DIRECTIONS =>
Look through the entries below. Say how many lines include "beige", with nothing added.
------ LISTED ENTRIES
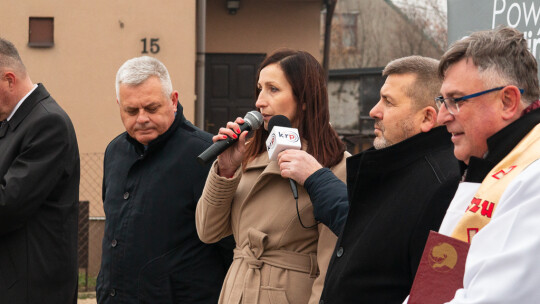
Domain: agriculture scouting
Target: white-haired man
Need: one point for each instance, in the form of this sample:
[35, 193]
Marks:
[151, 185]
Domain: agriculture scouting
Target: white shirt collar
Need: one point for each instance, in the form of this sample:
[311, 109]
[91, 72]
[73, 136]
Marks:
[20, 102]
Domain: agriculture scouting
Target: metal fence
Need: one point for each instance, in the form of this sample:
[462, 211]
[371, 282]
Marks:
[91, 219]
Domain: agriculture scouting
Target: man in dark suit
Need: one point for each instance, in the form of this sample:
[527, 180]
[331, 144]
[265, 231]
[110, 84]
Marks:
[39, 190]
[151, 186]
[396, 192]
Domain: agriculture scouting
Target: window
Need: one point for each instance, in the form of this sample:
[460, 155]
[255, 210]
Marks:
[41, 32]
[349, 23]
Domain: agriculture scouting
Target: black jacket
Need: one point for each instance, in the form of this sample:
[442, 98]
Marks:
[151, 251]
[39, 199]
[396, 196]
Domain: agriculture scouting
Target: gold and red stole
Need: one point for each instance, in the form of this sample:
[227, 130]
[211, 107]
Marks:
[484, 202]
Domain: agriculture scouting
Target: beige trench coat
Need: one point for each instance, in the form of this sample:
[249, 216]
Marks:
[276, 260]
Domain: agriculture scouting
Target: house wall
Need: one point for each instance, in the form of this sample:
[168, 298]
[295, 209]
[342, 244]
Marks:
[91, 40]
[262, 26]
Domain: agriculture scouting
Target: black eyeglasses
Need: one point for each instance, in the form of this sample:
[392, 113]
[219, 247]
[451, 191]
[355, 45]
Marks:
[451, 104]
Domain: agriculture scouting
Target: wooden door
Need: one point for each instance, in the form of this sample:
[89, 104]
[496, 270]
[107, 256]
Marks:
[229, 88]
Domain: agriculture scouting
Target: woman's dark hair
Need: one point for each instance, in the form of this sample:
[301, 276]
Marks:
[308, 81]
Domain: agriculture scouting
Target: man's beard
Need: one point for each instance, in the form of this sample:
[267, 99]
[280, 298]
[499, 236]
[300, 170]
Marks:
[381, 142]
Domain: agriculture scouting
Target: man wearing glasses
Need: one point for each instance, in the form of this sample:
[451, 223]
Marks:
[488, 103]
[398, 190]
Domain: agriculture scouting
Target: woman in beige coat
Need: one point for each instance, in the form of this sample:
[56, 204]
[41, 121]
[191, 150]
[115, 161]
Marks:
[281, 255]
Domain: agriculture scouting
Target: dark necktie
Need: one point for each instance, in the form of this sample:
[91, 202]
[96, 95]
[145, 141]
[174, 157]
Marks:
[3, 128]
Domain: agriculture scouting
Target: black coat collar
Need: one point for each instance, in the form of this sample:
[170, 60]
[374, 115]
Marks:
[404, 152]
[28, 104]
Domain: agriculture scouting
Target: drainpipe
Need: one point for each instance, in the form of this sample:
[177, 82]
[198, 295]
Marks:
[330, 6]
[199, 65]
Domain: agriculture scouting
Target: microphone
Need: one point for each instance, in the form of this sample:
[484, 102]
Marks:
[282, 137]
[252, 121]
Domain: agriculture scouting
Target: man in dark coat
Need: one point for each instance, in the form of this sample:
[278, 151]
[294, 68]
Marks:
[151, 185]
[39, 190]
[398, 190]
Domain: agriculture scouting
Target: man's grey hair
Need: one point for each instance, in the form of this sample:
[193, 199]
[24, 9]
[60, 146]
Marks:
[426, 85]
[9, 57]
[137, 70]
[502, 58]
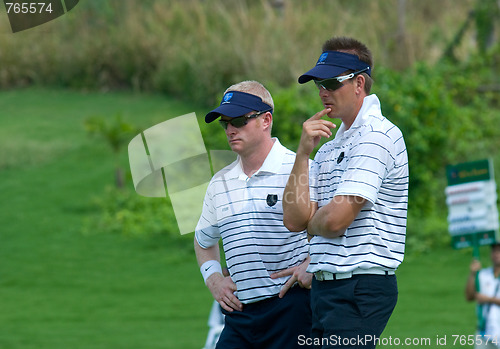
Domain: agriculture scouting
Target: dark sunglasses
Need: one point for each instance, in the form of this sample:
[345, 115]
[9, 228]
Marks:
[240, 121]
[333, 84]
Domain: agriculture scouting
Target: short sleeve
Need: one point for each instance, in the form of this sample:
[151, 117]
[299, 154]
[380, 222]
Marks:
[313, 180]
[207, 232]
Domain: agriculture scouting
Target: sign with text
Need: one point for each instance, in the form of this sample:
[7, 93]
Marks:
[472, 204]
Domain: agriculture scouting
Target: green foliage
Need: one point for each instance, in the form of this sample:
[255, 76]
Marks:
[195, 49]
[125, 212]
[444, 117]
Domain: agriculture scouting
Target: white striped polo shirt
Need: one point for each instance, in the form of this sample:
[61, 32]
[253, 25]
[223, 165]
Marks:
[247, 213]
[368, 160]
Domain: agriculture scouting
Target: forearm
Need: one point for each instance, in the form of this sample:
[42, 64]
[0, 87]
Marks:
[297, 207]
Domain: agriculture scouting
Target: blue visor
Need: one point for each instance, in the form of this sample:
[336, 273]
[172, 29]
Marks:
[333, 63]
[236, 103]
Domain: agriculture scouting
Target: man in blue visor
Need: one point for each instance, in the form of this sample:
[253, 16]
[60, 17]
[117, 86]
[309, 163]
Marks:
[356, 215]
[265, 298]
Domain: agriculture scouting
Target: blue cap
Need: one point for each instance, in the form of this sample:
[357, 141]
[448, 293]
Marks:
[236, 103]
[333, 63]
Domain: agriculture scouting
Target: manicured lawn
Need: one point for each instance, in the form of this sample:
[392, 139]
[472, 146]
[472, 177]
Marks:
[61, 288]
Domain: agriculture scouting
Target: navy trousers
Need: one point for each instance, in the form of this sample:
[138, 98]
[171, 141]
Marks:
[352, 313]
[273, 323]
------------
TASK RESPONSE =>
2